Box annotations for photos
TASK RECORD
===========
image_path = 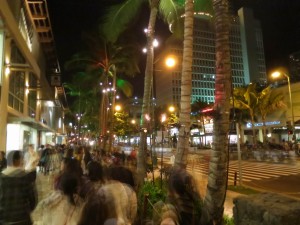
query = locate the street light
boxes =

Objective: Recast every line of the items above as a Markdown table with the columns "No." and "Line", numbering the rows and skipping blank lines. Leave the pictures out of your answer.

Worked answer:
| No. | Line |
|---|---|
| 1 | TASK RECORD |
| 2 | =========== |
| 3 | image_path =  |
| 4 | query = locate the street light |
| 5 | boxes = |